Pendant 26 ans on n’a jamais été chauffé convenablement. Et une année, au cours de la guerre, je n’ai pas pu avoir plus de 12° dans mon appartement. J’étais obligé de garder le lit et je préparais mes cours, enfoui sous les couvertures ! C’était une misère !
Alors, pour la deuxième fois, je me suis fâché ! J’avais déjà demandé, à diverses reprises, mon transfert. On me l’avait toujours refusé ou bien l’on me berçait d’illusions. On me faisait des promesses n’aboutissant jamais.
Finalement je me suis dit : « Puisqu’ils ne veulent pas me laisser partir, je vais provoquer un esclandre de telle sorte qu’ils me renvoient. » J’ai donc préparé un petit discours et j’ai dit ce que je pensais. Deux de mes collègues ont reproduit ce discours et l’ont envoyé à Berne… où il est resté dans un tiroir pendant bien des années. Ils m’ont laissé quand même à Collonges : je n’avais pas réussi à me faire expédier !
Il faut ajouter qu’à l’époque j’étudiais trop. Je me fatiguais beaucoup intellectuellement. Aussi j’avais des dépressions, je faisais de la neurasthénie. Je voyais les choses trop en noir ! Heureusement, avec le temps, les déceptions s’atténuent un peu…
E.D.S. –Que pensez-vous du développement actuel du Séminaire ?
A.V. – J’ai été très heureux d’apprendre qu’il existe un désir de se conformer à ce que nous considérons comme des principes fondamentaux. Jusqu’ici, on s’en était longtemps éloigné…
Les premières années, il y avait un secrétaire du Département de l’Education à la Conférence Générale qui venait à Collonges pour nous conseiller. Il aurait voulu que les professeurs prennent part aux travaux manuels, aux côtés des élèves. Ainsi nous allions parfois travailler dans les champs. A un moment on avait établi un atelier de reliure et j’y ai travaillé pendant un certain temps
Hélas, peu à peu, on a laissé tomber tout cela. On a remis la ferme entre les mains d’un étranger. Puis on a confié le jardin à quelqu’un d’adventiste mais extérieur à l’école. Beaucoup d’élèves furent obligés d’aller gagner leur vie à Genève, la nuit. J’avoue que j’ai été très contrarié par tout ceci.
A présent, je crois que se manifeste un effort réel pour revenir sur une voie meilleure. Et cela me réjouit…
E.D.S. –Que pensez-vous de l’évolution actuelle de l’Eglise adventiste en générale ?

DONNÉES À ANALYSER>
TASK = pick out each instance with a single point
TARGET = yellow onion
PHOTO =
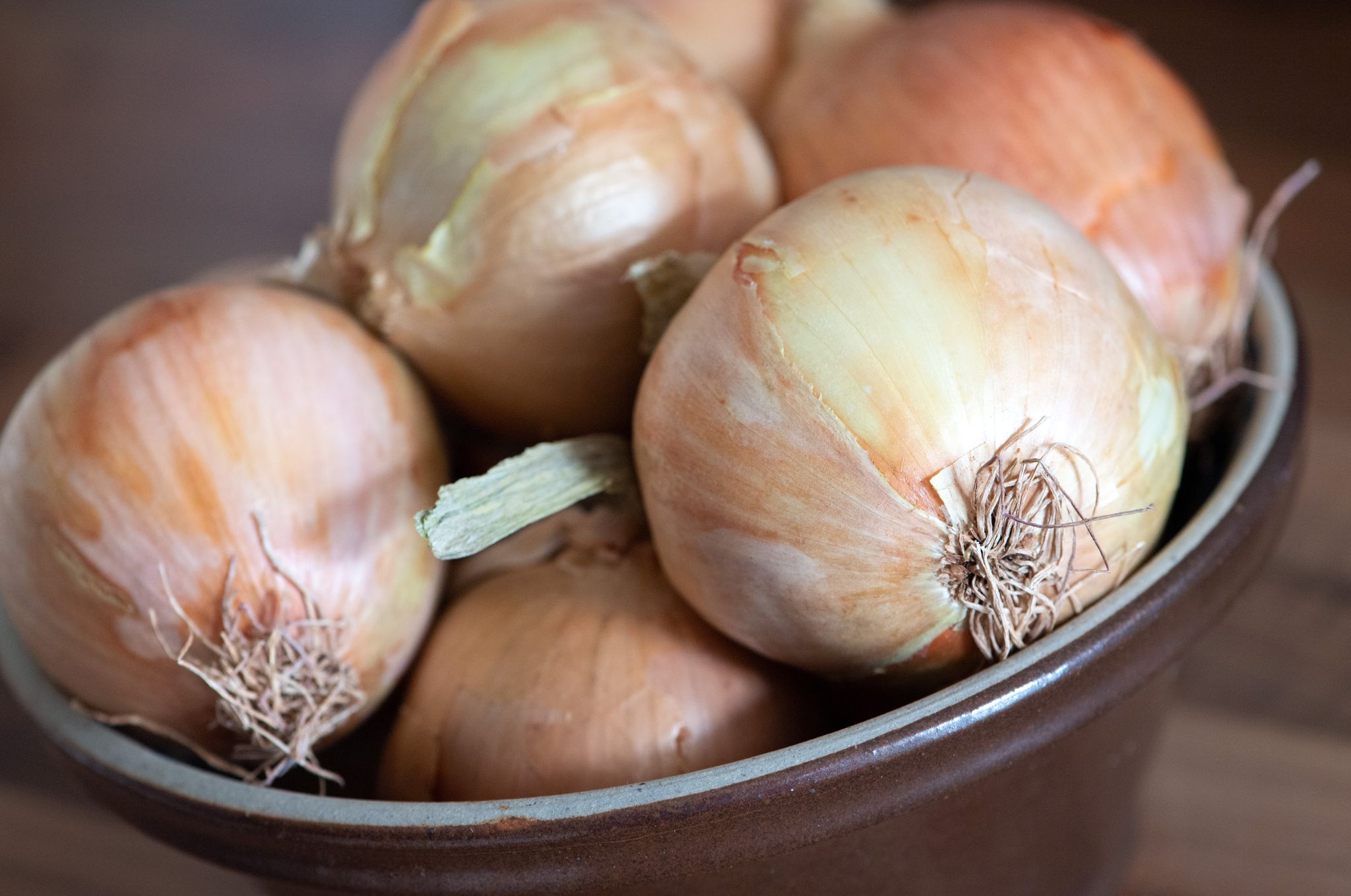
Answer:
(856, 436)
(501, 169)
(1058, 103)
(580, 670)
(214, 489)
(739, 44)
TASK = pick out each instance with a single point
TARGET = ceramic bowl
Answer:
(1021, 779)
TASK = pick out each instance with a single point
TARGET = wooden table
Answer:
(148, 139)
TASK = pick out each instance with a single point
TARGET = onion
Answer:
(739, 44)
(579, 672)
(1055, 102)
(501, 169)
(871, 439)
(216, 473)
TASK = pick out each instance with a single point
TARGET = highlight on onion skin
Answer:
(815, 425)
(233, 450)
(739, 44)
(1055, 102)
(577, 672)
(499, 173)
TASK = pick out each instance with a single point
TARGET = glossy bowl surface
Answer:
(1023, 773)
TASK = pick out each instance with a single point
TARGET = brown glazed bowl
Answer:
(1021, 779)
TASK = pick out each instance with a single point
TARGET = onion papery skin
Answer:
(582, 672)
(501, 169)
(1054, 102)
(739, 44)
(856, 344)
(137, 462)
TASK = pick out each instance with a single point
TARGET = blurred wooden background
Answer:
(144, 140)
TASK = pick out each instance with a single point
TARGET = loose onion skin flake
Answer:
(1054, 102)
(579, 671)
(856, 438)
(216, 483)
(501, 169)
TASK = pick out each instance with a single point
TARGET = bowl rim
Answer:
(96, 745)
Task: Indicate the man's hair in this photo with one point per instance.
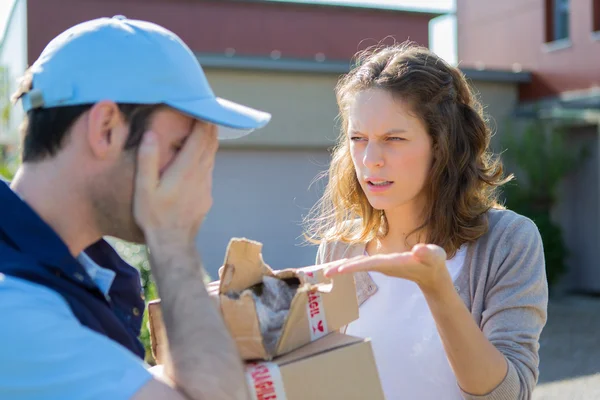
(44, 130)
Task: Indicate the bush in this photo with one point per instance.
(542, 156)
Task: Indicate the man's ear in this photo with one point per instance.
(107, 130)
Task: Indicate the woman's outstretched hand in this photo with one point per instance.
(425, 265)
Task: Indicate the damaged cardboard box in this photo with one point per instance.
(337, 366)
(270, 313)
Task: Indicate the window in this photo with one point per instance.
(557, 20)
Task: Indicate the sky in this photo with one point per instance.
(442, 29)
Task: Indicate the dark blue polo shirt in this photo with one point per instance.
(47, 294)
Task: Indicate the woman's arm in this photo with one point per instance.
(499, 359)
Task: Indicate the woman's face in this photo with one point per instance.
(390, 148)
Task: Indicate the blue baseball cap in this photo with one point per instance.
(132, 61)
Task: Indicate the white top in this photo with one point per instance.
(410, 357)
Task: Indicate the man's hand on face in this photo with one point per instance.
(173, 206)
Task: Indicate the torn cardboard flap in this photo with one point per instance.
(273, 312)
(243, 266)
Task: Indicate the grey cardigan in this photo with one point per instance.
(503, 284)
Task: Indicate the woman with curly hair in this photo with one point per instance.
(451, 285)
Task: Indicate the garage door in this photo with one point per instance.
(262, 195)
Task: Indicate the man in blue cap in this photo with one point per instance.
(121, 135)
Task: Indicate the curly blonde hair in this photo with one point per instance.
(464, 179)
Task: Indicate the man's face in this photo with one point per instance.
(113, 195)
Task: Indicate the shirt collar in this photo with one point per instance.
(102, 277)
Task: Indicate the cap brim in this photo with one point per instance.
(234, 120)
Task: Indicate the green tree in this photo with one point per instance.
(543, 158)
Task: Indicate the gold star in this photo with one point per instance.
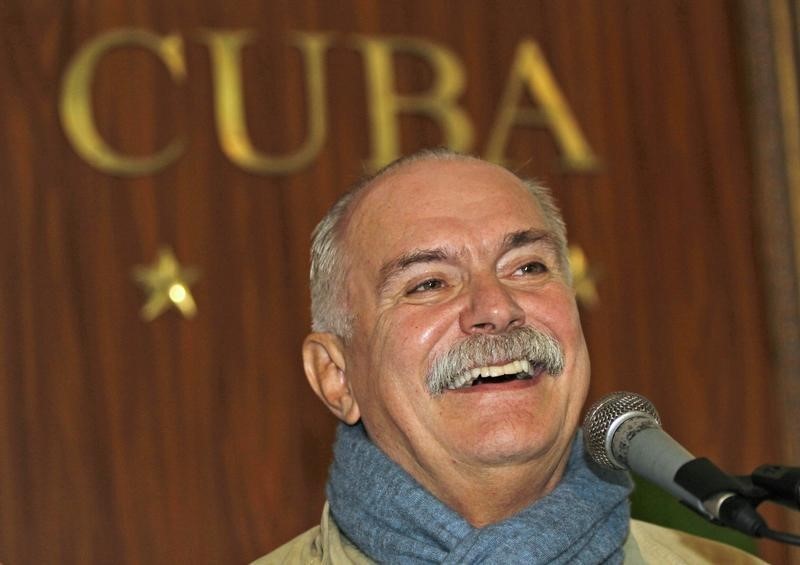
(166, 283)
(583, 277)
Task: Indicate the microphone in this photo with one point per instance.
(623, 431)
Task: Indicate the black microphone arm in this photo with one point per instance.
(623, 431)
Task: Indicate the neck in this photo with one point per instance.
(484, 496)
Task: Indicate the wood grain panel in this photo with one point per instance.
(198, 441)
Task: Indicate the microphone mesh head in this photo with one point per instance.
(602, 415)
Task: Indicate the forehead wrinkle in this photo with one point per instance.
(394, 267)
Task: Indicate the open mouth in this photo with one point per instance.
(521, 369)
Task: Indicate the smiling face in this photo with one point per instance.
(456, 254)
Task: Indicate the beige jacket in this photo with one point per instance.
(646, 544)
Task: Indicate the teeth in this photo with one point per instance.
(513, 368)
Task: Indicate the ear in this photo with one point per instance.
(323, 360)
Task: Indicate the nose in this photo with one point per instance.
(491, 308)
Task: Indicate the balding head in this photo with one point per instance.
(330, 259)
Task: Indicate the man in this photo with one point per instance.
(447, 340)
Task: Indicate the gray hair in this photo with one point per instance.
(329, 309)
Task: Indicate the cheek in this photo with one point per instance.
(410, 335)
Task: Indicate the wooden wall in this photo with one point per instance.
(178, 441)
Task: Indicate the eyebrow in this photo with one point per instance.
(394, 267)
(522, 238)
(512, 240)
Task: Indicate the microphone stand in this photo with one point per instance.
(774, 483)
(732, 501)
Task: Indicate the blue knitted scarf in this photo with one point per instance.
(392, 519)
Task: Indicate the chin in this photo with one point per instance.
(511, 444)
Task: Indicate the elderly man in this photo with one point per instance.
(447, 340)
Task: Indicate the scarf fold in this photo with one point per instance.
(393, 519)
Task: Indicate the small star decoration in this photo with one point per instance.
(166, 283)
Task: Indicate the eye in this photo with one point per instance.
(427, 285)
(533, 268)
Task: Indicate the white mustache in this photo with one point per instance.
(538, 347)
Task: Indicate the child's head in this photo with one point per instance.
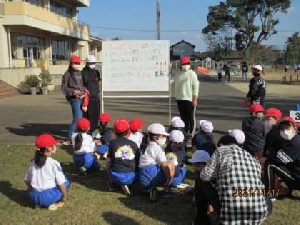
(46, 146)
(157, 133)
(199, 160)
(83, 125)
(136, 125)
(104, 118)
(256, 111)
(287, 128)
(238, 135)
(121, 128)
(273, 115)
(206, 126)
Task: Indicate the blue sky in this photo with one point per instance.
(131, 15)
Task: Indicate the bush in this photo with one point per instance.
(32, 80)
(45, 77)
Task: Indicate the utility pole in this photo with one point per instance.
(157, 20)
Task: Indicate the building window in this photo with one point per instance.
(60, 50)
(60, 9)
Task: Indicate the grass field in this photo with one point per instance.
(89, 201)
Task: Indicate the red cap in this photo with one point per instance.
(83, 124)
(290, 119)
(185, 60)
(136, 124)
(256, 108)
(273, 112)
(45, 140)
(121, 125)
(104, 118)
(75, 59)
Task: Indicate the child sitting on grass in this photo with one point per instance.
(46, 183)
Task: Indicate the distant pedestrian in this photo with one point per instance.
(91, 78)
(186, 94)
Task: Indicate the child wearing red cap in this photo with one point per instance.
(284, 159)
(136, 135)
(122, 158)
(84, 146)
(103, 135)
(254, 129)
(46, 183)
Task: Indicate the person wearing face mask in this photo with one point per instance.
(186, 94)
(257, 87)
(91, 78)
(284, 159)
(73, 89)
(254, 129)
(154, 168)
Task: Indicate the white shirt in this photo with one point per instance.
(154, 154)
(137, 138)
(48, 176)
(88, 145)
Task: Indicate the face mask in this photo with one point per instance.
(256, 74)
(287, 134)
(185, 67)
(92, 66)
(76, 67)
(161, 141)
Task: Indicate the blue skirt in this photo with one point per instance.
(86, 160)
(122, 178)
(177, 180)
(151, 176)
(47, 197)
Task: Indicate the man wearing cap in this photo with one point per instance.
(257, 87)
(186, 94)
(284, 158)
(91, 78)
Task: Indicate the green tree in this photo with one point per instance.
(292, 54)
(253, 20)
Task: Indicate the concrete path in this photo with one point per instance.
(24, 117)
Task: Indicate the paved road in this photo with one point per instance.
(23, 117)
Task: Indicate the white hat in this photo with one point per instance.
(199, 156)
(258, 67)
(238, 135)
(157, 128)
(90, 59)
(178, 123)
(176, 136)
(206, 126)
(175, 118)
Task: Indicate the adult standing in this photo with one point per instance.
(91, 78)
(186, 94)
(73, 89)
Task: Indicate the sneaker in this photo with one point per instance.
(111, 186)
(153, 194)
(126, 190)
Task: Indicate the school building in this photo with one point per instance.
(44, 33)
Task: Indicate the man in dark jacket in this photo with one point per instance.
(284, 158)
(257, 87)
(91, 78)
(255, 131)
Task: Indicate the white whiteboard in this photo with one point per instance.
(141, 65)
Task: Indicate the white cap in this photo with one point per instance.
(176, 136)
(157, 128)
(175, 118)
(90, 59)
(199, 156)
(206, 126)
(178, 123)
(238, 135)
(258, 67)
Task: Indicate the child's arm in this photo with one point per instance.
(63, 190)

TRAVAIL À FAIRE>
(1) Quelle température maximale a-t-on pu obtenir dans l'appartement pendant une année de la guerre, selon l'entretien ?
(2) Résumez l'entretien en deux phrases.
(3) Écrivez la suite de l'entretien à partir de la dernière question posée.

VOS RÉPONSES>
(1) Pas plus de 12°.

(2) Mal chauffée pendant 26 ans, la personne interrogée a demandé à plusieurs reprises son transfert sans l'obtenir, puis a prononcé un discours de protestation qui est resté dans un tiroir à Berne, à une époque où le surmenage intellectuel lui causait des dépressions. Interrogé sur le Séminaire, A.V. regrette l'abandon progressif des travaux manuels que professeurs et élèves faisaient ensemble, et se réjouit de l'effort actuel pour revenir aux principes fondamentaux.

(3)
A.V. –Il est certain qu’elle évolue… Je dirais même qu’il y a aujourd’hui davantage de diversité. Lorsque nous étions peu nombreux on remarquait une assez grande uniformité. A l’époque ceux qui n’étaient pas faits sur mesure étaient obligés de s’en aller. C’était assez strict, plutôt sévère. Tandis qu’à présent on assiste à une plus grande tolérance.
Lorsque je suis entré dans l’œuvre, il fallait vraiment avoir la vocation. Sur le plan financier, en particulier, la situation était difficile. Pensez que nous avions alors en Suisse de jeunes horlogers, n’ayant fréquenté que l’école primaire, que recevaient en une semaine ce que nous nous gagnions en un mois ! Vous pensez qu’ils n’avaient pas du tout envie d’entrer dans l’Œuvre.
Maintenant on va à l’Ecole. On sort de l’Ecole pour entrer dans l’œuvre. Certains ont la vocation. Surtout s’ils sont venus étudier alors qu’ils avaient déjà un certain âge. Mais il en est d’autres, des « fils à papa », qui ont été envoyés là pour faire leur théologie… Lorsqu’ils obtiennent leur diplôme ; que voulez-vous qu’ils fassent ? Leurs parents seraient déçus s’ils choisissaient autre chose. Aussi ils entrent dans l’Œuvre. Pour devenir des fonctionnaires, peut-être des mercenaires. Et parfois ils font de mauvaises expériences.
E.D.S –Vous reconnaissez-vous encore bien dans l’Eglise adventiste d’aujourd’hui ?
A.V.- Vous savez, je suis né là-dedans. J’y ai passé toute ma vie !
Parfois, cependant, je vois tant de choses qui ne me semblent pas conformes à ce qu’elles devraient être que je me dis : « Si j’étais dehors, connaissant la situation telle qu’elle se présente à l’intérieur, j’hésiterais à entrer dans l’église. Mais étant dedans, je supporte même ce qui me choque. »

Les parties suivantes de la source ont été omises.